§ **Work to do**
1. According to the biographical passage below, which New York photo agency represented Launois?
2. Gather every line of the rows below that contains the string "hillside", matching case exactly.

John Launois (born Jean René Launois; November 23, 1928 – May 5, 2002) was a noted international photojournalist. His work appeared in Life (magazine), The Saturday Evening Post, National Geographic (magazine), Fortune (magazine), Time (magazine), Newsweek, Look, Rolling Stone, Paris Match, The Sunday Times, and other American, European, and Asian publications.

Born Jean René Launois in Marly-le-Roi, France to Marguerite and Paul Launois, he was the oldest of six children and grew up during the Nazi occupation. During his youth, he found work in Paris as a photographer’s assistant until he was drafted into the French army. After being discharged, he earned enough money to travel to America in order to pursue his dream of becoming a photojournalist. He served two years as a military photographer in the U.S. Army and became an American citizen in 1954.

Represented by the Black Star photo agency in New York, Launois took many notable images of the 1950s, 60s and 70s, including life behind the Iron Curtain for Life magazine, the discovery of a modern day Stone Age tribe for National Geographic, human rights activist Malcolm X in Cairo, Egypt during his final pilgrimage, as well as the rise of rock stars such as the Beatles and Bob Dylan for the Saturday Evening Post, among others.

His life and work are the subject of the book “L’Americain: A Photojournalist’s Life.”

[Dataset excerpt]
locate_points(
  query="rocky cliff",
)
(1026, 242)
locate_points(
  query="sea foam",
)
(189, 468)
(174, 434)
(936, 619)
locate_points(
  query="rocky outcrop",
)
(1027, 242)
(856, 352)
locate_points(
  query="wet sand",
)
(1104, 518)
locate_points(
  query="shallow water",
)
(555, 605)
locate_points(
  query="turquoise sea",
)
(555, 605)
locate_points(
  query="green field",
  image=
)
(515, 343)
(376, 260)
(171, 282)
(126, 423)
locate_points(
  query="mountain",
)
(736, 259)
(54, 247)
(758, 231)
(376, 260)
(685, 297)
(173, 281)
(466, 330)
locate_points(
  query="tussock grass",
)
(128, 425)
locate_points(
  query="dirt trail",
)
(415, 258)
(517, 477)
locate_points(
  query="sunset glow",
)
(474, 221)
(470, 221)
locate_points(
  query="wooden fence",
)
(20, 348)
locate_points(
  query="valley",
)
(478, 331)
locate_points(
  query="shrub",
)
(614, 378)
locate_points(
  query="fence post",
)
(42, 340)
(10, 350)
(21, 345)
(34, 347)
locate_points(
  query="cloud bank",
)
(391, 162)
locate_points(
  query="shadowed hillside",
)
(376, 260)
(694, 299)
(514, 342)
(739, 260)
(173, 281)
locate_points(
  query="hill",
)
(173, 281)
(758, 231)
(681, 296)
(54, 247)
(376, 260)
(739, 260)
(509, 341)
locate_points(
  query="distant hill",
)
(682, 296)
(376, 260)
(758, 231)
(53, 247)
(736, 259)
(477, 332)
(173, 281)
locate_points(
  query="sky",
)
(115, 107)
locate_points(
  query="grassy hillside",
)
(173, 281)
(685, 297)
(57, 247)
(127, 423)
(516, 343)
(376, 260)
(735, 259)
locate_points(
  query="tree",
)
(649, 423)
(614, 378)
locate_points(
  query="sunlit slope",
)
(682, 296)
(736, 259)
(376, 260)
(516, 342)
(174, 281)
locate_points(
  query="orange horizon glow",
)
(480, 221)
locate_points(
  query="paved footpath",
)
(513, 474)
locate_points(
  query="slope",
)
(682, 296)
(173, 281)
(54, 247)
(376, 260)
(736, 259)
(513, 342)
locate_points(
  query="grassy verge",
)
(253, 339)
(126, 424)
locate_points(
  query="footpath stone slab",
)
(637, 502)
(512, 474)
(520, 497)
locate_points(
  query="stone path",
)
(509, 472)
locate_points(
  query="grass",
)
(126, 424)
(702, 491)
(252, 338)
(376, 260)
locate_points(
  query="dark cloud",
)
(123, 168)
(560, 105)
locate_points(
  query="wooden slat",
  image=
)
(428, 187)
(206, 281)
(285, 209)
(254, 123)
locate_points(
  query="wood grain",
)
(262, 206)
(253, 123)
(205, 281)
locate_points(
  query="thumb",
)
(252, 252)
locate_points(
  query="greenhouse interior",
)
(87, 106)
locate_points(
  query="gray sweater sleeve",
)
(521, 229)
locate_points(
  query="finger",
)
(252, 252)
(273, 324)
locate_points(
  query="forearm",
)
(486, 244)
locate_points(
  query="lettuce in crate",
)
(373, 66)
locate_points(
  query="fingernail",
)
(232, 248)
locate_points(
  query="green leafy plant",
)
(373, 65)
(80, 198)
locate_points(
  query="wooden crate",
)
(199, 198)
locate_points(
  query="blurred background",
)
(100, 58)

§ **Complete answers**
1. The Black Star photo agency.

2.
  query="shadowed hillside",
  query="grassy hillside",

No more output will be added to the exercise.